**Text extract:**
--------------------------------
The Portrait of Isabella of Portugal is an oil-on-oak Early Netherlandish painting of Isabella of Portugal, Duchess of Burgundy, the third wife of Philip the Good. Executed around 1450, the painting had been attributed to Rogier van der Weyden, but is now believed to be from a member of his workshop.

Isabella's expression is slightly mocking. She is dressed in an ornately decorated red and gold brocade dress, tightly pulled below at her waist by a green sash, although the artist did not match the brocade pattern on the sleeves. The high butterfly hennin and the rings on her fingers denote nobility. The duchess's fingers are elongated, typical of van der Weyden's style, yet this is believed to be a copy of an original van der Weyden portrait which is now lost.

On the upper right is the inscription PERSICA SIBYLLA IA, which suggests it may have been one of a series of portraits depicting sibyls, an identity which contrasts with Isabella's. The inscription and brown faux wood background are later additions.
--------------------------------
**Stored records:**
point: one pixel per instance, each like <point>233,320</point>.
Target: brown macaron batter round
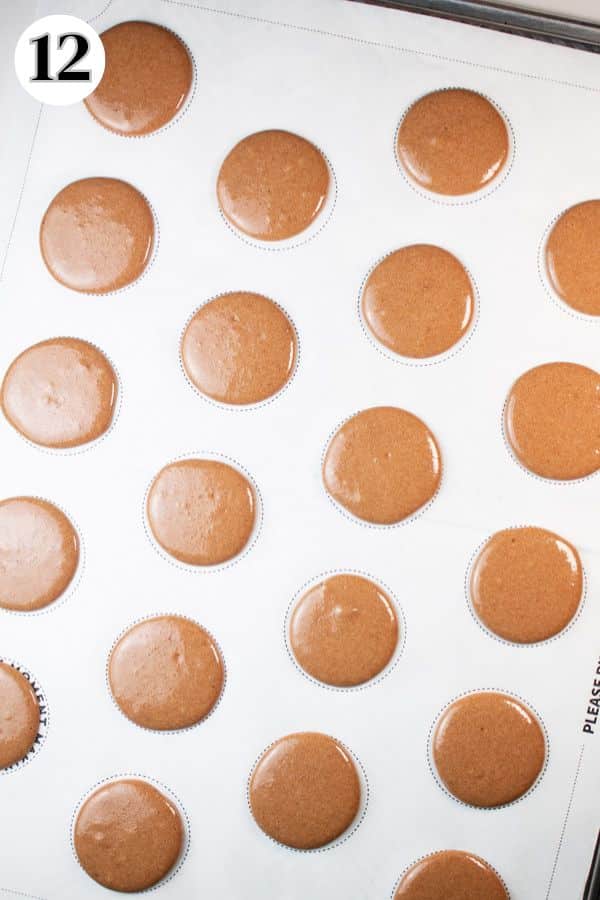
<point>451,875</point>
<point>382,465</point>
<point>128,835</point>
<point>526,584</point>
<point>39,553</point>
<point>305,791</point>
<point>552,420</point>
<point>488,748</point>
<point>418,301</point>
<point>166,673</point>
<point>201,511</point>
<point>239,348</point>
<point>343,631</point>
<point>573,257</point>
<point>97,235</point>
<point>147,78</point>
<point>60,393</point>
<point>19,716</point>
<point>272,185</point>
<point>453,142</point>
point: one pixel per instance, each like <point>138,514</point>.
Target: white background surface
<point>341,75</point>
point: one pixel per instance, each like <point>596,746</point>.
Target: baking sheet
<point>342,76</point>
--------------------------------
**Directions for this task:** In the text on the portrait of Isabella of Portugal, what inscription appears on the upper right of the painting? The records play no part in the task that comes next.

**Correct output:** PERSICA SIBYLLA IA